SELECTED TEXT:
Here’s where profiling comes into play! Scalene is an awesome profiling tool that can help you diagnose the slowest part of your code.
On profiling my implementation, I found out that a majority portion of my merge logic was slow because I was checking for merges in all of the original pre-tokens, which sometimes could be millions and billions of tokens themselves. It quickly shoots up and the tokenizer would be largely inefficient.
Being also nudged by the assignment instructions, I decided to now keep track in a dictionary that knew which byte pair was present in which words (as a set), and additionally also keep track of keys that are newly merged or modified in a list. Adding these two data structures helped me cache and update only the required portion and voila, there was a ~2.7x speedup in the implementation.
Following are snippets from the code profiling on training the BPE tokenizer on the validation set of the TinyStories-GPT4 dataset:
The TinyStories 10K vocab tokenizer training was done in under 1.5 min, and the OpenWebText 32K vocab tokenizer took ~4.5 hours to complete.
Using the trained tokenizer:
For encoding and decoding, the logic is quite straightforward and uses the pieces we previously discussed.
Encoding:
In order to make sure that we treat our special tokens correctly, we should first split the text by special tokens using regex. Following that, the steps are as follows:
If it’s a special token, insert the token ID from vocab
Else, pre-tokenize using the previously discussed GPT-2 regex pattern
Now, we just need to sequentially apply the merges learned during training repeatedly until no more merges are left to tokenize these pre-tokens
The major efficiency-related concern here is that if we were to do the brute-force approach, we’d be looping through all the merges repeatedly, and that quickly gets very expensive. The two simplest high-ROI optimizations I found, again with Scalene, were:
A merge priority dictionary where the key is the
(ch1, ch2)byte pair from the merges, and the value is the priority itself.For tokenizing large corpora, I found that reducing the number of lookups to the vocab during merge could be achieved by having another dictionary that just returns the merged token ID for every possible merge key. (This could also be a potential waste of memory when not used for large corpora.)
self.merge_priority_by_id = {
(self.vocab_byte_to_int[ch1], self.vocab_byte_to_int[ch2]): i
for i, (ch1, ch2) in enumerate(self.merges)
}
self.merge_result = {
(self.vocab_byte_to_int[ch1], self.vocab_byte_to_int[ch2]): self.vocab_byte_to_int[ch1 + ch2]
for ch1, ch2 in self.merges
}
One additional optimization I could think of—which I haven’t completed yet—is using a min heap for the priority and somehow reusing the possible byte pair scans that we do. This should significantly reduce compute as well. But I’m pretty sure this isn’t a straightforward fix to handle edge cases (I may be wrong on this front though).
On testing the compression ratio performance of the tokenizers:
32K Vocab OpenWebText Tokenizer on OpenWebText: 4.37
10K Vocab TinyStories Tokenizer on TinyStories: 4.12
10K Vocab TinyStories Tokenizer on OpenWebText: 3.17
From which I believe they’re doing quite well on the compression front.
Decoding:
Decoding is very straightforward. Essentially, we just have to join all the bytes together after converting int token IDs to bytes and use UTF-8 decode to put the text back together. One caveat is to make sure we use errors='replace' in byte decoding so that malformed bytes are taken care of by Python.
def decode(self, ids: list[int]) -> str:
decoded_bytes = b"".join(self.vocab[id] for id in ids)
return decoded_bytes.decode("utf-8", errors='replace')The training code and a trained vocabulary and merge file for TinyStories-GPT4 (10K vocab) and OpenWebText (32K vocab) can be found in this repo: light-tokenizer.
If you’ve read this far, thank you for reading!

DATASET CONTENT:
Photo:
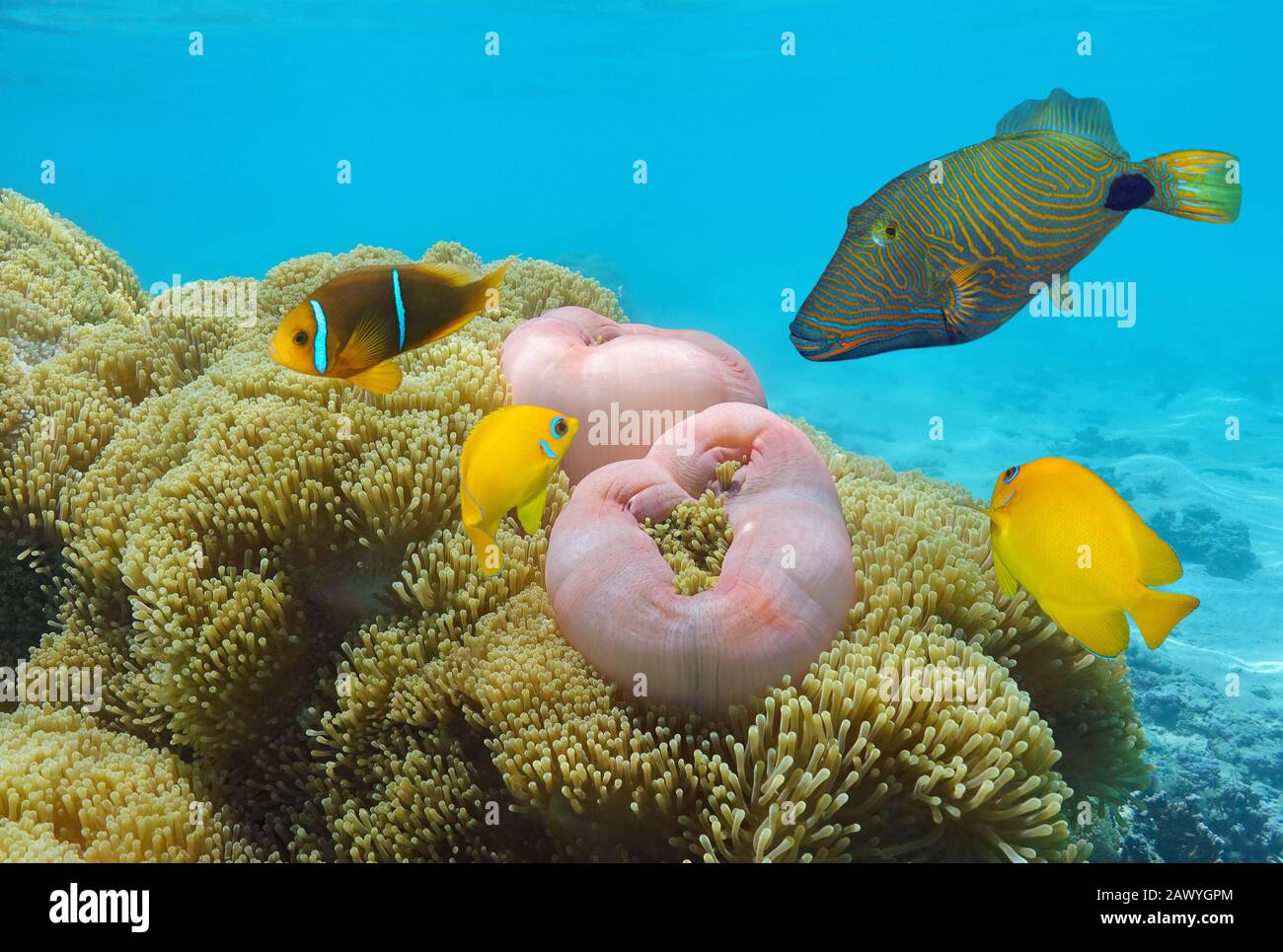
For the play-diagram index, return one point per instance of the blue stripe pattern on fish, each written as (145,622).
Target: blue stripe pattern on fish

* * *

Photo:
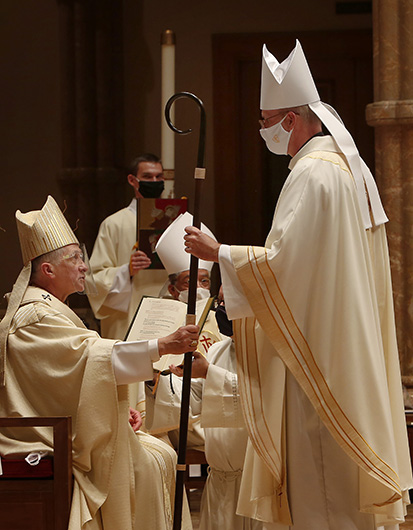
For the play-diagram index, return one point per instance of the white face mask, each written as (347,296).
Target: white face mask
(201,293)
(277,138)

WORK REQUEST 1: In the tokenizer text, how long did the OpenWebText 32K vocab tokenizer take to train?
WORK REQUEST 2: Rewrite the paragraph of the tokenizer text that begins "Being also nudged by the assignment instructions" as a short bulleted list that keeps its main facts.
WORK REQUEST 3: From the tokenizer text, write out the part between "On profiling my" and "in the implementation.", inclusive.

REPLY 1: About 4.5 hours.

REPLY 2:
- A dictionary tracked which words (stored as a set) contained each byte pair.
- A list tracked keys that were newly merged or modified.
- Together, these two structures allowed caching and updating only the required portion.
- The result was a speedup of about 2.7x.

REPLY 3:
On profiling my implementation, I found out that a majority portion of my merge logic was slow because I was checking for merges in all of the original pre-tokens, which sometimes could be millions and billions of tokens themselves. It quickly shoots up and the tokenizer would be largely inefficient.
Being also nudged by the assignment instructions, I decided to now keep track in a dictionary that knew which byte pair was present in which words (as a set), and additionally also keep track of keys that are newly merged or modified in a list. Adding these two data structures helped me cache and update only the required portion and voila, there was a ~2.7x speedup in the implementation.